TASK BRIEF
Work through the records that follow and return each line containing the word "sign".

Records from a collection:
══════════════════════════════

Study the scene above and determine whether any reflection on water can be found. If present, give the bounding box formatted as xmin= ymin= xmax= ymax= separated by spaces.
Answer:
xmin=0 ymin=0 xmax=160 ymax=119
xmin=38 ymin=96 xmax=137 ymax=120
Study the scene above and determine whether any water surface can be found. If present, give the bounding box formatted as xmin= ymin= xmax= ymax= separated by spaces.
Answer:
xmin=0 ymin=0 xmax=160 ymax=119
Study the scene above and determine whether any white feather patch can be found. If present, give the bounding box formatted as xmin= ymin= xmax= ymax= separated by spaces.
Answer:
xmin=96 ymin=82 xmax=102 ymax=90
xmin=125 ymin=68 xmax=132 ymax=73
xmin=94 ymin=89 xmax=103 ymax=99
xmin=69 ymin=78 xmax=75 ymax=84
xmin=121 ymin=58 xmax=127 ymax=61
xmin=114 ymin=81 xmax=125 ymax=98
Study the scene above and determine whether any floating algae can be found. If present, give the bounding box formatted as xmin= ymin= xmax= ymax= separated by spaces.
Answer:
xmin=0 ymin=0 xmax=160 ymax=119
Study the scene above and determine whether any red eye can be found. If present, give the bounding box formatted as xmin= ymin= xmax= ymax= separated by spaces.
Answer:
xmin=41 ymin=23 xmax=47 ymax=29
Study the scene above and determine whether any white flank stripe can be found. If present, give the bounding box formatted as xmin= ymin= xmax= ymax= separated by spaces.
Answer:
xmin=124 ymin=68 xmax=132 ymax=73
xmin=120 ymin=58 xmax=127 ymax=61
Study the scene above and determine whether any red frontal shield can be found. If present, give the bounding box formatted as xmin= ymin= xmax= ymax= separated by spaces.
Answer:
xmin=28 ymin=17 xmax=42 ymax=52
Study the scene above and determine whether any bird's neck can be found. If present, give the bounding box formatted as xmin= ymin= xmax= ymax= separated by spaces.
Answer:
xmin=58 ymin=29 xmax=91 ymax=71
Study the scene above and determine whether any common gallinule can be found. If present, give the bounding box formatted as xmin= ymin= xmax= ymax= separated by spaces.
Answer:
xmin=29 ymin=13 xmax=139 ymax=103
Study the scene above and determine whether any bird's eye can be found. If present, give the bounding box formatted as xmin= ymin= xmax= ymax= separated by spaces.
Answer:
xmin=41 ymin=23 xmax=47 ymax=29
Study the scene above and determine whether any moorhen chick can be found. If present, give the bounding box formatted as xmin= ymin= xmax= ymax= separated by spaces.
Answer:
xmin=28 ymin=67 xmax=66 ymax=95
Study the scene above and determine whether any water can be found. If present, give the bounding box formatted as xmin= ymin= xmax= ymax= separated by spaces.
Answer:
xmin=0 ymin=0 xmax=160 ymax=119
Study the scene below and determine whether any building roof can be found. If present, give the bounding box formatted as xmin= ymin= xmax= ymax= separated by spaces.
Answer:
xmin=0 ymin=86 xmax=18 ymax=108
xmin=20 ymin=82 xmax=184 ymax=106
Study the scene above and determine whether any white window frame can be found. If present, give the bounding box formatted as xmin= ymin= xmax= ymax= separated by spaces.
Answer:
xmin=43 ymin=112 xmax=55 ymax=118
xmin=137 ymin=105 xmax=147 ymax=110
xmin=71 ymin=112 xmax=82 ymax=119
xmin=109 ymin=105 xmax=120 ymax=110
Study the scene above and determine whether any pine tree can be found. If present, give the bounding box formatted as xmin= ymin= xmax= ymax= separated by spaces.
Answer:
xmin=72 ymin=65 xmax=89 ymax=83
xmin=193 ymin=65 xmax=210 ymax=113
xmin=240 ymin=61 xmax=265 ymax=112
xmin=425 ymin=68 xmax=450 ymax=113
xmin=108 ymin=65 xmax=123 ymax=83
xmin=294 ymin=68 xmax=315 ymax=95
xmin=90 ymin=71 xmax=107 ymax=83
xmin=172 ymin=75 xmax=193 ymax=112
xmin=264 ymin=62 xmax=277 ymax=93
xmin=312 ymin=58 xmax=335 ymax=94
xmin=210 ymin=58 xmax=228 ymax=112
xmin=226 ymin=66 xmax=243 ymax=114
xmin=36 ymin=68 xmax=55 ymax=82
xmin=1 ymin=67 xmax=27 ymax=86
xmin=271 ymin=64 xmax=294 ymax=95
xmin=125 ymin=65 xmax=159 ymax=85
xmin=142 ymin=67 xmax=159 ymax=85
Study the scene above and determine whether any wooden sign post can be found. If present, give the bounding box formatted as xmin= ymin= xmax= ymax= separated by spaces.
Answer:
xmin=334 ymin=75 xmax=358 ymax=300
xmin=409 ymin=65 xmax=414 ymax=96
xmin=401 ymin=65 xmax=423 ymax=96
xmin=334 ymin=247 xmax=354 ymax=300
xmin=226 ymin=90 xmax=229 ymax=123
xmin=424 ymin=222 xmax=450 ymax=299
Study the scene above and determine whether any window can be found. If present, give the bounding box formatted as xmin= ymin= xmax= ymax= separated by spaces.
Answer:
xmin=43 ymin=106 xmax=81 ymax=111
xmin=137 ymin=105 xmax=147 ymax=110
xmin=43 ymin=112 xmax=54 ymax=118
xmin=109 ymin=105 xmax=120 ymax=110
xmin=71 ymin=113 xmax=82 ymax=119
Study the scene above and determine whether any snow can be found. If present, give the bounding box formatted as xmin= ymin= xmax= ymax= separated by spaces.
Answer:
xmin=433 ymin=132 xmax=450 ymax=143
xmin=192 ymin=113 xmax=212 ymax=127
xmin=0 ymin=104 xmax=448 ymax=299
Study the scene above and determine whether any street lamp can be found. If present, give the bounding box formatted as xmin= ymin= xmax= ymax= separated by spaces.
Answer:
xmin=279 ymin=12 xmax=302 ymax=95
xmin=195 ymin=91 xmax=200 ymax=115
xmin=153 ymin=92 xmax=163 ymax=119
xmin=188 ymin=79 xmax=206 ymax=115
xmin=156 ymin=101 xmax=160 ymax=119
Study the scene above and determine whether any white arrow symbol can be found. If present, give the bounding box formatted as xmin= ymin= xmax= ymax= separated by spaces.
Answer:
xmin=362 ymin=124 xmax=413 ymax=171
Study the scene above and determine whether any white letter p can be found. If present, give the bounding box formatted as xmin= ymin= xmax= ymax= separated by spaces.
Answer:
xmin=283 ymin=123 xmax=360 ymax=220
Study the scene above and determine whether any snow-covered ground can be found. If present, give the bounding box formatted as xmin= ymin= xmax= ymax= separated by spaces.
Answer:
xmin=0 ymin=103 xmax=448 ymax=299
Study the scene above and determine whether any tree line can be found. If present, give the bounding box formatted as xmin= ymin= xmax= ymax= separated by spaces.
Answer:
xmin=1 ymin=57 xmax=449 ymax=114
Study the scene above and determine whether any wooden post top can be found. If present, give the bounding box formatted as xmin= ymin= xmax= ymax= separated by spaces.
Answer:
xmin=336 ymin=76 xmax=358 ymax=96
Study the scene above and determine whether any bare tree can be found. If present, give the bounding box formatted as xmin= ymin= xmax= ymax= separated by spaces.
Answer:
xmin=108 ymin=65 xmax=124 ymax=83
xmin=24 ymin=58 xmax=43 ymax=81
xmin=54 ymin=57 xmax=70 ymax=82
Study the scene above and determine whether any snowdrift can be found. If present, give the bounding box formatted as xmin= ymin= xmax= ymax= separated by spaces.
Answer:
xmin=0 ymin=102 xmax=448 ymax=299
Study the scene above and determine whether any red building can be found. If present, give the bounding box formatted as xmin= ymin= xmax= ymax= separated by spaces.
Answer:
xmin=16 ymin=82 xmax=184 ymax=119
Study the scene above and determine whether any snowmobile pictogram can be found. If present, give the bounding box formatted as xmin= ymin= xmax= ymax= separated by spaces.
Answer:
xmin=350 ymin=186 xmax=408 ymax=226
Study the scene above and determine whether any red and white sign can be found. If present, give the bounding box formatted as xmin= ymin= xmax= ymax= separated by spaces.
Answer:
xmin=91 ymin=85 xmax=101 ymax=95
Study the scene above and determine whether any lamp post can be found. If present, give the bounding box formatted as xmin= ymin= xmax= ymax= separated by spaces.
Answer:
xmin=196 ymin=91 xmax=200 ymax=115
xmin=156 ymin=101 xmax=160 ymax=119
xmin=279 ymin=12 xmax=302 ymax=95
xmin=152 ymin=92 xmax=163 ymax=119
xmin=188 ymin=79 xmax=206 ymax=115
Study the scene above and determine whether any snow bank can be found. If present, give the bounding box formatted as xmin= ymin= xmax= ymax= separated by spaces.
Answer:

══════════════════════════════

COMPLETED EXERCISE
Study the scene above and determine whether any wooden sign post can be found. If present, give the bounding box formatted as xmin= ymin= xmax= ymax= separated by spaces.
Study the scene above and determine whether any red and white sign can be found. If present, give the bounding box formatted as xmin= ymin= xmax= ymax= separated by spaces.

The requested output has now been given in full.